In [2]:
import numpy as np
import pandas as pd
from tqdm import tqdm

In [3]:
data = np.load("mnist.npz") # loading dataset

# assign dataset
x_train = data["x_train"] # shape : (60000, 784)
y_train = data["y_train"] # shape : (60000,)

x_test = data["x_test"]
y_test = data["y_test"]

# data normalization and flattening 
x_train = x_train / 255.0
x_train = x_train.reshape(-1, 28*28)

x_test = x_test / 255.0
x_test = x_test.reshape(-1, 28*28)

#one hotting for have 10 classes
y_train_onehot = np.eye(10)[y_train]
y_test_onehot = np.eye(10)[y_test]

In [None]:
def initialization(X, hidden): # function initialisation of wheights of the ANN
	"""
	initialization(X, hidden) -> weights
	
	arg :	- X = features (60000, 784) matrice.
			- hidden = the number of hidden neurons.
	
	output : - wheights = the dict of all the matrices weights (W1, b1...).
	"""
	output=10
	n_input = X.shape[1]

	#first layer
	W1 = np.random.randn(hidden, n_input) * np.sqrt(1. / n_input)
	b1 = np.zeros((1, hidden))

	#second layer
	W2 = np.random.randn(output, hidden) * np.sqrt(1. / hidden)
	b2 = np.zeros((1, output))

	weights = {
		"W1" : W1,
		"b1" : b1,
		"W2" : W2,
		"b2" : b2
	}
	
	return weights

In [None]:
def sigmoid(z):
	return 1 / (1 + np.exp(-z))
def softmax(z):
	exp_z = np.exp(z - np.max(z, axis=1, keepdims=True))
	return exp_z / np.sum(exp_z, axis=1, keepdims=True)

GIVEN REQUEST A:
In the MNIST notebook code, what number are the pixel values divided by during normalization?

SUPPLIED MATERIAL:

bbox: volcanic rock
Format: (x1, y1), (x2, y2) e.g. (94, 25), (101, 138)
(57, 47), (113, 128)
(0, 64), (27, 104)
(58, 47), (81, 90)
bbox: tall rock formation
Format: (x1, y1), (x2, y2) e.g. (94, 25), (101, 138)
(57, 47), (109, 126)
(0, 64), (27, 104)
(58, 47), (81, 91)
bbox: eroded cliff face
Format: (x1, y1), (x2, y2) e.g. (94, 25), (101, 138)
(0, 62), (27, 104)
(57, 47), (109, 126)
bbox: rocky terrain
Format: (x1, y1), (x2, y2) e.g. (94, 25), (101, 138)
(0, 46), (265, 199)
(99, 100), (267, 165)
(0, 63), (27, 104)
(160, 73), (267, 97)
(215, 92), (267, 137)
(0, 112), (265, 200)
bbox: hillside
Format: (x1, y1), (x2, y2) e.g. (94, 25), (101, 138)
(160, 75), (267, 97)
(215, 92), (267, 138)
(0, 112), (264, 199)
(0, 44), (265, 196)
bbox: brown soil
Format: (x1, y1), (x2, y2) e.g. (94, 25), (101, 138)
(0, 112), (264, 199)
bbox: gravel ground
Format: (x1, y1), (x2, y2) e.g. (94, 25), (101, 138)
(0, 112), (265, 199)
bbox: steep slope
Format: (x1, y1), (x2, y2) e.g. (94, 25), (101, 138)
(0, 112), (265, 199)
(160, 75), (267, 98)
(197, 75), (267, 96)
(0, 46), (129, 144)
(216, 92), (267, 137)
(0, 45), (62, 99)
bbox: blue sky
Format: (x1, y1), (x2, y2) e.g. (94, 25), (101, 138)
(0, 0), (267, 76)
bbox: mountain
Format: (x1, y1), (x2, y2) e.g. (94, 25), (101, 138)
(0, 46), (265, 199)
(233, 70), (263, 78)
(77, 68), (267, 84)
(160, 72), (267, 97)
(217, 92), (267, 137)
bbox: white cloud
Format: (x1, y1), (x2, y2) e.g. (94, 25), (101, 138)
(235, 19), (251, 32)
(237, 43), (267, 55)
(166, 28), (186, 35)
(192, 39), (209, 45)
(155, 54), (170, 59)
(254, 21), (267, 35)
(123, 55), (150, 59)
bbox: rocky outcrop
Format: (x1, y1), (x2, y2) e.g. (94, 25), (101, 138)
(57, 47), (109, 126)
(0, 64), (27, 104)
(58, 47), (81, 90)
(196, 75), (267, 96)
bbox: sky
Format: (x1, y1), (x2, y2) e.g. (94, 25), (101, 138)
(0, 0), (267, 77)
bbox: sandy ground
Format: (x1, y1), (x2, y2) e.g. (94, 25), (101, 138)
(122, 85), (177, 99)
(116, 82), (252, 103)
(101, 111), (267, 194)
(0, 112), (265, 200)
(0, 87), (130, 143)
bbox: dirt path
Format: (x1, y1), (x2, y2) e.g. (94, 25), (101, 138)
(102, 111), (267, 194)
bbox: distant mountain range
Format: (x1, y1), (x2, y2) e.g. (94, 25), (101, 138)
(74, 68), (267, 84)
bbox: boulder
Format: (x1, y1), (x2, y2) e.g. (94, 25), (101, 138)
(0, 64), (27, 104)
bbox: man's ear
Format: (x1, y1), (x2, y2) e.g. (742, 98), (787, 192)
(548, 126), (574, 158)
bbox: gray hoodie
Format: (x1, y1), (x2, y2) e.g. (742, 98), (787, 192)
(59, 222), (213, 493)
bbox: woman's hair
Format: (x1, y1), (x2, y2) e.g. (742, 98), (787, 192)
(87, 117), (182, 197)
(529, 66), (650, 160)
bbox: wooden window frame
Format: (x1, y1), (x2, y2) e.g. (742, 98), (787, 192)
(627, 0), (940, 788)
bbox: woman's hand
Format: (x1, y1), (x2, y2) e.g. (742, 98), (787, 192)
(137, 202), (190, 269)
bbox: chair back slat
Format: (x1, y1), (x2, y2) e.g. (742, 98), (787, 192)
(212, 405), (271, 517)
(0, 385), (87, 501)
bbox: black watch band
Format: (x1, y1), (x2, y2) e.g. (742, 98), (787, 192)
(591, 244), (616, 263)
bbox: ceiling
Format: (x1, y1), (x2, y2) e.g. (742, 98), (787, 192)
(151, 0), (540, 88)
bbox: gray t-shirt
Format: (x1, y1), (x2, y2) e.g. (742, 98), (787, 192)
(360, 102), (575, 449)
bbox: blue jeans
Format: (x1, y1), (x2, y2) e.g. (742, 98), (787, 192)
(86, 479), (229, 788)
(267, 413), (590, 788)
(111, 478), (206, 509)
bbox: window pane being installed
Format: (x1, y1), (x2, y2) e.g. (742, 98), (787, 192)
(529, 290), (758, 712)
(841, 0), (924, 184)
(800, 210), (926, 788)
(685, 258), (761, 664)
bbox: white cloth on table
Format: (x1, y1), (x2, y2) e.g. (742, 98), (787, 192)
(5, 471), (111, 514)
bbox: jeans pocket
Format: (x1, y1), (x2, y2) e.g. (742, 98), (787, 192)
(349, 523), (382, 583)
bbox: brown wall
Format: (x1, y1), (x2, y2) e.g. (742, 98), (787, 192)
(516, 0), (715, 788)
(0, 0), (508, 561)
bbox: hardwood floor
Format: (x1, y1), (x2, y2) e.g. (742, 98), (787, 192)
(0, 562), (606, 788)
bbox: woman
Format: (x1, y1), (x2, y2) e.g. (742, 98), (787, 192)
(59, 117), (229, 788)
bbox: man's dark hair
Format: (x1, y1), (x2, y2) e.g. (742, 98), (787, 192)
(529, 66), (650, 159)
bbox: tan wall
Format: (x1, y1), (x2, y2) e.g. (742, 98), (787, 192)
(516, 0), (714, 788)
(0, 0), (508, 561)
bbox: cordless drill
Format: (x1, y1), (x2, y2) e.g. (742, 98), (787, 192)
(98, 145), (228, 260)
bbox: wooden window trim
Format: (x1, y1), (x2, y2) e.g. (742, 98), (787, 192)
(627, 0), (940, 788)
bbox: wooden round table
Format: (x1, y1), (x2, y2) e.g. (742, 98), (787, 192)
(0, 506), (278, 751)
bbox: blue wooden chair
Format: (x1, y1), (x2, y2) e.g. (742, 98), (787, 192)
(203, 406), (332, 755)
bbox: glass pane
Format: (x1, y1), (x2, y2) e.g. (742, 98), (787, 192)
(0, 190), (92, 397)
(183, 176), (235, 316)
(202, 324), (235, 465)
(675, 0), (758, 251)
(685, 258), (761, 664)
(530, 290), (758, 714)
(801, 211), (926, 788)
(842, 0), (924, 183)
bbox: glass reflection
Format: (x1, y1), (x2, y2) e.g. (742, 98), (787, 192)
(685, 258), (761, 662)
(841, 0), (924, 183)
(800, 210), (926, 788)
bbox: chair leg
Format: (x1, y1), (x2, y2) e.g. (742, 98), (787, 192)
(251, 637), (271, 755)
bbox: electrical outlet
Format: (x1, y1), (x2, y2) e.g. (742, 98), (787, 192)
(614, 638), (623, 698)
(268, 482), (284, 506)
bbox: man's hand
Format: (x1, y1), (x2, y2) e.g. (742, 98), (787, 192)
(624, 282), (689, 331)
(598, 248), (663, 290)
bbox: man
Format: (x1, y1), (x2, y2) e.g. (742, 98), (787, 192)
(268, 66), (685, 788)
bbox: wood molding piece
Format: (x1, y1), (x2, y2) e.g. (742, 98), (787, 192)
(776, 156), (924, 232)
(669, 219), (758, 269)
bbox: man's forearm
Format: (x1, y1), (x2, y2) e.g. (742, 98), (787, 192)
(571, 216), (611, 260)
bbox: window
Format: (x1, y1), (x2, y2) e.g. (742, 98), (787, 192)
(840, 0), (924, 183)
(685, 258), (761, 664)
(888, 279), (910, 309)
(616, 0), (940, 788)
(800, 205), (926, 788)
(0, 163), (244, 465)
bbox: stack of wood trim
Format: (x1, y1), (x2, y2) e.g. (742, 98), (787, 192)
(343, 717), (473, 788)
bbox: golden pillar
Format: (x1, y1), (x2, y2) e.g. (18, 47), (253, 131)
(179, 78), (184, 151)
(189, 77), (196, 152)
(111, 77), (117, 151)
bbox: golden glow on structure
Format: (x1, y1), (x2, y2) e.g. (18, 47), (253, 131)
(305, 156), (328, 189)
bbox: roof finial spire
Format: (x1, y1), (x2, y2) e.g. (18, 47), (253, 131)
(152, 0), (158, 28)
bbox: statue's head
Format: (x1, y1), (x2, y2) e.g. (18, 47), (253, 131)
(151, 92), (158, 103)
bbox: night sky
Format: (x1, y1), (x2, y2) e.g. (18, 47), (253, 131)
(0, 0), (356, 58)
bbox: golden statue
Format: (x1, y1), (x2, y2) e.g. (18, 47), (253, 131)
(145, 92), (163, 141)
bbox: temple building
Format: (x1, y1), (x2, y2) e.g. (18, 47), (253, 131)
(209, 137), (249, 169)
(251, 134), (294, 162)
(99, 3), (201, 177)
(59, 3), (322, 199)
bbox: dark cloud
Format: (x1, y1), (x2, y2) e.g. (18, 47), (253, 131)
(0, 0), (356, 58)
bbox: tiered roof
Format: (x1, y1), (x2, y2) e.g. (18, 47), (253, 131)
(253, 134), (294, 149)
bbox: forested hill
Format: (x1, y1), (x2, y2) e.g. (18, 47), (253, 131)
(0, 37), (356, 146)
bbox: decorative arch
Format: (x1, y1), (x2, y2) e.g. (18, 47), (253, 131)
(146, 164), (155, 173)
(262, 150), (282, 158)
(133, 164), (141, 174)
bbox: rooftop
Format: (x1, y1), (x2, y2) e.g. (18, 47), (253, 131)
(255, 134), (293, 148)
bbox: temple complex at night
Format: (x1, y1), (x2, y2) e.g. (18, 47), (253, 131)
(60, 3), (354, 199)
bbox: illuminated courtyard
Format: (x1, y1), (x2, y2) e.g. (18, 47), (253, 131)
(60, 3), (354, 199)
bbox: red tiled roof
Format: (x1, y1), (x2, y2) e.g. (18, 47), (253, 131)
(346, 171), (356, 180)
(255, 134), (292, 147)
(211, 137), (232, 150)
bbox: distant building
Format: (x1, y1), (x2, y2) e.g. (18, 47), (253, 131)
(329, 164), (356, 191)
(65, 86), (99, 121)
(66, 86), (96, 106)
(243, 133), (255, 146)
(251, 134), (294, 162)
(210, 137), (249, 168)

GIVEN REQUEST B:
Rewrite the entries from the line containing "bbox: boulder" through the line containing "(349, 523), (382, 583)", inclusive, with "gray" changed to "charcoal" and nothing else altered.

WRITTEN SOLUTION A:
255.0

WRITTEN SOLUTION B:
bbox: boulder
Format: (x1, y1), (x2, y2) e.g. (94, 25), (101, 138)
(0, 64), (27, 104)
bbox: man's ear
Format: (x1, y1), (x2, y2) e.g. (742, 98), (787, 192)
(548, 126), (574, 158)
bbox: charcoal hoodie
Format: (x1, y1), (x2, y2) e.g. (742, 98), (787, 192)
(59, 222), (213, 493)
bbox: woman's hair
Format: (x1, y1), (x2, y2) e.g. (742, 98), (787, 192)
(87, 117), (182, 197)
(529, 66), (650, 160)
bbox: wooden window frame
Format: (x1, y1), (x2, y2) e.g. (742, 98), (787, 192)
(627, 0), (940, 788)
bbox: woman's hand
Format: (x1, y1), (x2, y2) e.g. (742, 98), (787, 192)
(137, 202), (190, 269)
bbox: chair back slat
Format: (x1, y1), (x2, y2) e.g. (742, 98), (787, 192)
(212, 405), (271, 517)
(0, 385), (87, 501)
bbox: black watch band
Format: (x1, y1), (x2, y2) e.g. (742, 98), (787, 192)
(591, 244), (616, 263)
bbox: ceiling
Format: (x1, y1), (x2, y2) e.g. (742, 98), (787, 192)
(151, 0), (540, 88)
bbox: charcoal t-shirt
Format: (x1, y1), (x2, y2) e.g. (742, 98), (787, 192)
(360, 102), (575, 449)
bbox: blue jeans
Format: (x1, y1), (x2, y2) e.g. (742, 98), (787, 192)
(86, 479), (229, 788)
(267, 413), (590, 788)
(111, 478), (206, 509)
bbox: window pane being installed
Format: (x1, y1), (x2, y2) e.g. (742, 98), (787, 192)
(529, 290), (758, 712)
(841, 0), (924, 184)
(800, 210), (926, 788)
(685, 258), (761, 664)
bbox: white cloth on table
Format: (x1, y1), (x2, y2) e.g. (742, 98), (787, 192)
(5, 471), (111, 514)
bbox: jeans pocket
Format: (x1, y1), (x2, y2) e.g. (742, 98), (787, 192)
(349, 523), (382, 583)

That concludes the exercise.